◆ **Activity**: The copy has to match the records word for word and include no pictures.

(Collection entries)

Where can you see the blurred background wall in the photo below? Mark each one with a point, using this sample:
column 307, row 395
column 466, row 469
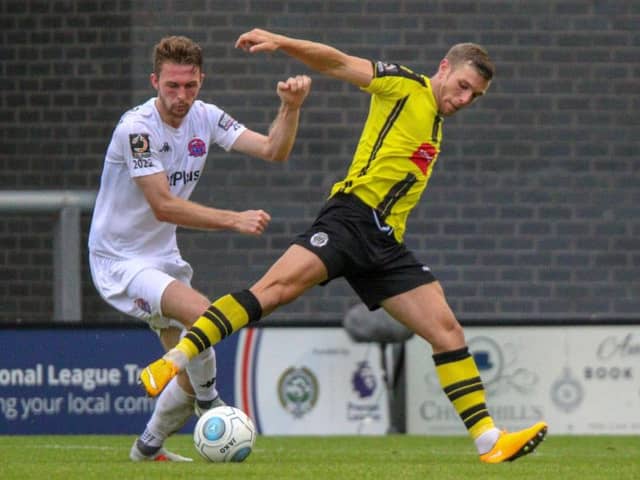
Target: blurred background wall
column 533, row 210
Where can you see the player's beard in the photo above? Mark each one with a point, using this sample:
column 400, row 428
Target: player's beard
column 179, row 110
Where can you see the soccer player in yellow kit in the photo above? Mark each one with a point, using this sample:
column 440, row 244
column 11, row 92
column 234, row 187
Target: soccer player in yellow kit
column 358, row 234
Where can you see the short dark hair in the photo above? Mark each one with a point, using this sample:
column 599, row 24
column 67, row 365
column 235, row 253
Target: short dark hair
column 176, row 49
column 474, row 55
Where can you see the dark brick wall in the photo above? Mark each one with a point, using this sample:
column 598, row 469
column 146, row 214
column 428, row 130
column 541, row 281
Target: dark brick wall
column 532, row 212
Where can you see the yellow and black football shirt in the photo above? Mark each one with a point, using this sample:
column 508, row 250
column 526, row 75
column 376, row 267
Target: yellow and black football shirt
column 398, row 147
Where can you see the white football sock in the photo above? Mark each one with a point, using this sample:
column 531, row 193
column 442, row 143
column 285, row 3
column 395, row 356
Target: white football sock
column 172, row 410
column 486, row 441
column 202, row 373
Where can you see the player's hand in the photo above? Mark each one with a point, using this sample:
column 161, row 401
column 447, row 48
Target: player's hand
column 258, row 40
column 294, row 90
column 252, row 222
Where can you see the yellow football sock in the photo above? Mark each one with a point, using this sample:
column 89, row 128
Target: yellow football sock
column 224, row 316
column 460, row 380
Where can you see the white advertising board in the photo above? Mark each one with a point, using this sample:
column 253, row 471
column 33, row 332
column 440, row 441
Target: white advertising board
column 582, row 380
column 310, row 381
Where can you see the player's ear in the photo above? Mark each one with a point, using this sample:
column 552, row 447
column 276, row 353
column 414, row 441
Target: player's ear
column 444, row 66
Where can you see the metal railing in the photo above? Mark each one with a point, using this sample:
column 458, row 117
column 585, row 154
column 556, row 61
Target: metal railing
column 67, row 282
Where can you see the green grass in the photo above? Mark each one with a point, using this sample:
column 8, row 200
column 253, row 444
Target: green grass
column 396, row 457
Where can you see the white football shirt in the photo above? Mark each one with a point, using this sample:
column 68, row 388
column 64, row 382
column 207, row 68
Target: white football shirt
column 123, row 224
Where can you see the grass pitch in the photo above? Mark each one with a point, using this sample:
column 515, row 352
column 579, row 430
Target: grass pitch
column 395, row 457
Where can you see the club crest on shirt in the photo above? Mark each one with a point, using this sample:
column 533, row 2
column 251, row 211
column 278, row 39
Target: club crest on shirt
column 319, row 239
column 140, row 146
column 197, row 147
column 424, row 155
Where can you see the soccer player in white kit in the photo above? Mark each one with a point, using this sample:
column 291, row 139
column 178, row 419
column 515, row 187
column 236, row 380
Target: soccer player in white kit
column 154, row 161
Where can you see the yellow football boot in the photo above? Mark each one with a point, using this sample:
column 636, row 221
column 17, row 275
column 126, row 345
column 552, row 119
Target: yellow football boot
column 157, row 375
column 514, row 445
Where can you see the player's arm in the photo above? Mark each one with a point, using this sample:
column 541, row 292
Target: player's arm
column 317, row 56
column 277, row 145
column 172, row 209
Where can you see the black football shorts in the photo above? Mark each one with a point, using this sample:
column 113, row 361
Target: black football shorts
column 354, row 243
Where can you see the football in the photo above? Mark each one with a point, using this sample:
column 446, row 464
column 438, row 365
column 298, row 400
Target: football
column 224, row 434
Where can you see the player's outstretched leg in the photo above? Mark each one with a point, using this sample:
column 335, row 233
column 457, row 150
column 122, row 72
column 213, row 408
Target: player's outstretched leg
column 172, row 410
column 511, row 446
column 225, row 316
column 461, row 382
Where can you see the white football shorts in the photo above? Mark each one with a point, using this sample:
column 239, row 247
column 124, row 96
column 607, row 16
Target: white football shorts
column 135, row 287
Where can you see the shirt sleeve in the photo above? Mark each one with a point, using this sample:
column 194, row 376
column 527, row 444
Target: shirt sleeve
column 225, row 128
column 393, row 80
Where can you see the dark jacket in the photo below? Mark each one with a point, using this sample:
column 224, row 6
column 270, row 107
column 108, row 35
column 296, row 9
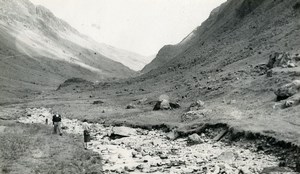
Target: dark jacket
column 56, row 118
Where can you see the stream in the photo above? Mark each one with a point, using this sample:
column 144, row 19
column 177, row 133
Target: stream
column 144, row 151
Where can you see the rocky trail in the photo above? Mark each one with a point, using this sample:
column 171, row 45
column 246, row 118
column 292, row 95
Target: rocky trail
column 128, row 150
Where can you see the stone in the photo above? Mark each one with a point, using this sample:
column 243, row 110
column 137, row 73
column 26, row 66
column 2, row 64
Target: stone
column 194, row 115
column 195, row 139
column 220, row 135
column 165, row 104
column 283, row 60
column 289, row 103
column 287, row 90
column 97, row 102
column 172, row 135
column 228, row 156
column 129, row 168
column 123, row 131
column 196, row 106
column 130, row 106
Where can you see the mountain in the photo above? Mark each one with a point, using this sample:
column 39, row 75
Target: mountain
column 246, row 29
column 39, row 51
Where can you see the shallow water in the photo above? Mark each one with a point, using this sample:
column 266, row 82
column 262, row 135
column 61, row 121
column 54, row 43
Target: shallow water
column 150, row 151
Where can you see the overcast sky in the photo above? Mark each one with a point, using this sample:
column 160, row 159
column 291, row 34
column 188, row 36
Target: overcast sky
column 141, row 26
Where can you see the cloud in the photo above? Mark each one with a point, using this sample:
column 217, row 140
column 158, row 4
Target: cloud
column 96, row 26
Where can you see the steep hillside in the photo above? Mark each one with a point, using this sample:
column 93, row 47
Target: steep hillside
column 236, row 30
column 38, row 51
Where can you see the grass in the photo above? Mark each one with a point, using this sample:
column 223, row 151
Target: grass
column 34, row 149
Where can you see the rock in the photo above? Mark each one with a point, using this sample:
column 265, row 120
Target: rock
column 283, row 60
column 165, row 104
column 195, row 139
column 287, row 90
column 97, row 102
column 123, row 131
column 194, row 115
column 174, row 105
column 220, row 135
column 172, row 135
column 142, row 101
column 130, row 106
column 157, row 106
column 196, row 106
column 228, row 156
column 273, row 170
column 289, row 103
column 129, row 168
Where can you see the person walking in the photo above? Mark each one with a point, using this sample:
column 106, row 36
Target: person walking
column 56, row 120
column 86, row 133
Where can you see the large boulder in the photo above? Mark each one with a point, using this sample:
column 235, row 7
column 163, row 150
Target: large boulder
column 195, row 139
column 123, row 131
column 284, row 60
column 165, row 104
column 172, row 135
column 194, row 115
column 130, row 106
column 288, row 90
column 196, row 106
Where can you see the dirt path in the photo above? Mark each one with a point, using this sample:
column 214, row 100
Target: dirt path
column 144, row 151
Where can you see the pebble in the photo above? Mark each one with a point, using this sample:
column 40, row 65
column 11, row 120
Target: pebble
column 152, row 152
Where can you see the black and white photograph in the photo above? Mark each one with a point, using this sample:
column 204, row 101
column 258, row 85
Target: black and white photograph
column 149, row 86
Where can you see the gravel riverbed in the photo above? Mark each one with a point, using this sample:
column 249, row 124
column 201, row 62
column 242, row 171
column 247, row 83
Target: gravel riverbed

◆ **Solved exercise**:
Where can you see the blurred background wall in the photo below? Mark each one with a point, using this sample:
column 307, row 395
column 466, row 469
Target: blurred background wall
column 533, row 210
Where can you see the player's beard in the photo above? Mark each one with a point, using this sample:
column 400, row 428
Target: player's beard
column 179, row 110
Where can you see the soccer player in yellow kit in the photo above? Mark each one with a point, using this sample:
column 440, row 244
column 11, row 92
column 234, row 187
Target: soccer player in yellow kit
column 358, row 234
Where can you see the short dark hair in the photo above? Mark each one with a point, using this sample:
column 599, row 24
column 67, row 365
column 235, row 253
Target: short dark hair
column 176, row 49
column 474, row 55
Where can you see the dark brick wall in the photo above? Mark each one with a point, using this sample:
column 598, row 469
column 146, row 214
column 428, row 130
column 541, row 281
Target: dark brick wall
column 532, row 212
Where can you see the yellow and black football shirt in the photo above? Mark each one with a point, using this sample:
column 508, row 250
column 526, row 75
column 376, row 267
Target: yellow and black football shirt
column 398, row 147
Where can you see the white football sock in the photo above? Mark each one with a point, using this sample:
column 531, row 193
column 442, row 143
column 285, row 3
column 395, row 356
Target: white football sock
column 172, row 410
column 486, row 441
column 202, row 373
Where can you see the player's hand in the photo above? Mark each one with a point, using this sample:
column 161, row 401
column 447, row 48
Target: player's hand
column 258, row 40
column 294, row 90
column 252, row 222
Where can you see the yellow football sock in the photo above? Mark each one with a point, using this sample:
column 89, row 128
Target: yellow football sock
column 224, row 316
column 460, row 380
Where can you see the white advertising board in the photo above? Mark each one with a point, using this sample:
column 253, row 471
column 33, row 332
column 440, row 441
Target: white advertising board
column 582, row 380
column 310, row 381
Where can you see the player's ear in the photo above? Mark each one with a point, using this sample:
column 552, row 447
column 276, row 353
column 414, row 441
Target: player's ear
column 444, row 66
Where can you see the metal railing in the photo above? Mark each one with a point, using this sample:
column 458, row 117
column 585, row 154
column 556, row 61
Target: metal railing
column 67, row 282
Where can you see the green grass in the photo above? Mark each one with a point, using this sample:
column 8, row 200
column 253, row 444
Target: green grass
column 396, row 457
Where can you see the white football shirt in the photo above? Mark each one with a point, using this sample:
column 68, row 388
column 64, row 382
column 207, row 68
Target: white football shirt
column 123, row 224
Where can you see the grass pitch in the photo above? Mark each one with a point, using this sample:
column 515, row 352
column 579, row 430
Target: grass pitch
column 395, row 457
Where can you see the club crest on shirt in the photo above? Mark each one with a point, using this sample:
column 533, row 2
column 251, row 211
column 278, row 39
Target: club crest on shirt
column 319, row 239
column 140, row 146
column 197, row 147
column 424, row 155
Where can you see the soccer player in white kit in the photo above? Mark each one with a point, using this sample:
column 291, row 139
column 178, row 419
column 515, row 187
column 236, row 380
Target: soccer player in white kit
column 154, row 161
Where can you see the yellow football boot in the photo above? Mark each one with a point, using this sample:
column 636, row 221
column 17, row 275
column 126, row 345
column 552, row 119
Target: yellow football boot
column 157, row 375
column 514, row 445
Where can you see the player's arm in the photo above? Mark each one with a point, using this sample:
column 541, row 292
Target: player's arm
column 317, row 56
column 277, row 145
column 172, row 209
Where can you see the black football shorts in the photo above? Mark each one with a point, using this sample:
column 113, row 361
Target: black football shorts
column 354, row 243
Where can you see the football in the photo above? Mark each one with a point, using this sample:
column 446, row 464
column 438, row 365
column 298, row 400
Target: football
column 224, row 434
Where can you see the player's outstretched leg in the photo above? Mark each one with a point, using this sample:
column 335, row 233
column 457, row 150
column 122, row 72
column 213, row 408
Target: player's outstretched leg
column 172, row 410
column 511, row 446
column 225, row 316
column 461, row 382
Where can you see the white football shorts in the photo above? Mark each one with a point, using this sample:
column 239, row 247
column 124, row 96
column 607, row 16
Target: white football shorts
column 135, row 287
Where can you see the shirt sleeve in the photo above? Mark each one with a point, using this sample:
column 194, row 376
column 527, row 444
Target: shirt sleeve
column 225, row 128
column 393, row 80
Where can you see the dark jacket in the photo below? Mark each one with a point, using this sample:
column 224, row 6
column 270, row 107
column 108, row 35
column 296, row 9
Target: dark jacket
column 56, row 118
Where can you see the stream in the photo above? Mark each one with a point, using this sample:
column 144, row 19
column 177, row 133
Target: stream
column 144, row 151
Where can you see the rocky trail in the photo above? Mark each one with a point, using this sample:
column 171, row 45
column 246, row 118
column 292, row 95
Target: rocky trail
column 128, row 150
Where can you see the stone in the photo above? Mark each one with a point, using this sample:
column 243, row 110
column 137, row 73
column 26, row 66
column 2, row 64
Target: stone
column 194, row 115
column 195, row 139
column 220, row 135
column 165, row 104
column 283, row 60
column 289, row 103
column 287, row 90
column 97, row 102
column 172, row 135
column 228, row 156
column 129, row 168
column 123, row 131
column 196, row 106
column 130, row 106
Where can you see the mountain in the photo above? Mark each one with a point, using this sample:
column 39, row 75
Target: mountain
column 246, row 29
column 39, row 51
Where can you see the shallow water in the photo above? Mark each one with a point, using this sample:
column 266, row 82
column 262, row 135
column 61, row 121
column 54, row 43
Target: shallow water
column 150, row 151
Where can you see the overcast sky in the photo above? Mark each one with a point, using this sample:
column 160, row 159
column 291, row 34
column 188, row 36
Target: overcast sky
column 141, row 26
Where can you see the cloud in the photo above? Mark each one with a point, using this sample:
column 217, row 140
column 158, row 4
Target: cloud
column 96, row 26
Where can you see the steep hillside in the photo above? Mark each one with a point, using this sample:
column 93, row 47
Target: steep hillside
column 236, row 30
column 38, row 51
Where can you see the grass in the photo above? Mark each one with a point, using this sample:
column 223, row 151
Target: grass
column 34, row 149
Where can you see the rock in the photo above? Mark each one with a point, using this sample:
column 265, row 120
Target: rock
column 283, row 60
column 165, row 104
column 195, row 139
column 287, row 90
column 97, row 102
column 123, row 131
column 194, row 115
column 174, row 105
column 220, row 135
column 172, row 135
column 142, row 101
column 130, row 106
column 157, row 106
column 196, row 106
column 228, row 156
column 273, row 170
column 289, row 103
column 129, row 168
Where can you see the person walking in the photo above? Mark each one with a point, using this sample:
column 106, row 36
Target: person walking
column 56, row 120
column 86, row 133
Where can you see the large boulder in the photo above? Mark each one with a point, using this sample:
column 235, row 7
column 163, row 150
Target: large boulder
column 195, row 139
column 123, row 131
column 284, row 60
column 165, row 104
column 172, row 135
column 194, row 115
column 130, row 106
column 288, row 90
column 196, row 106
Where can you see the dirt path in the photo above? Mark each one with a point, using this sample:
column 214, row 100
Target: dirt path
column 144, row 151
Where can you see the pebble in the photo above? Mark each one with a point, using this sample:
column 40, row 65
column 11, row 120
Target: pebble
column 152, row 152
Where can you see the black and white photograph in the photo above? Mark each one with a point, using this sample:
column 204, row 101
column 258, row 85
Target: black and white photograph
column 149, row 86
Where can you see the gravel riverbed in the photo above? Mark each one with a point, using this sample:
column 249, row 124
column 201, row 62
column 242, row 171
column 247, row 83
Target: gravel riverbed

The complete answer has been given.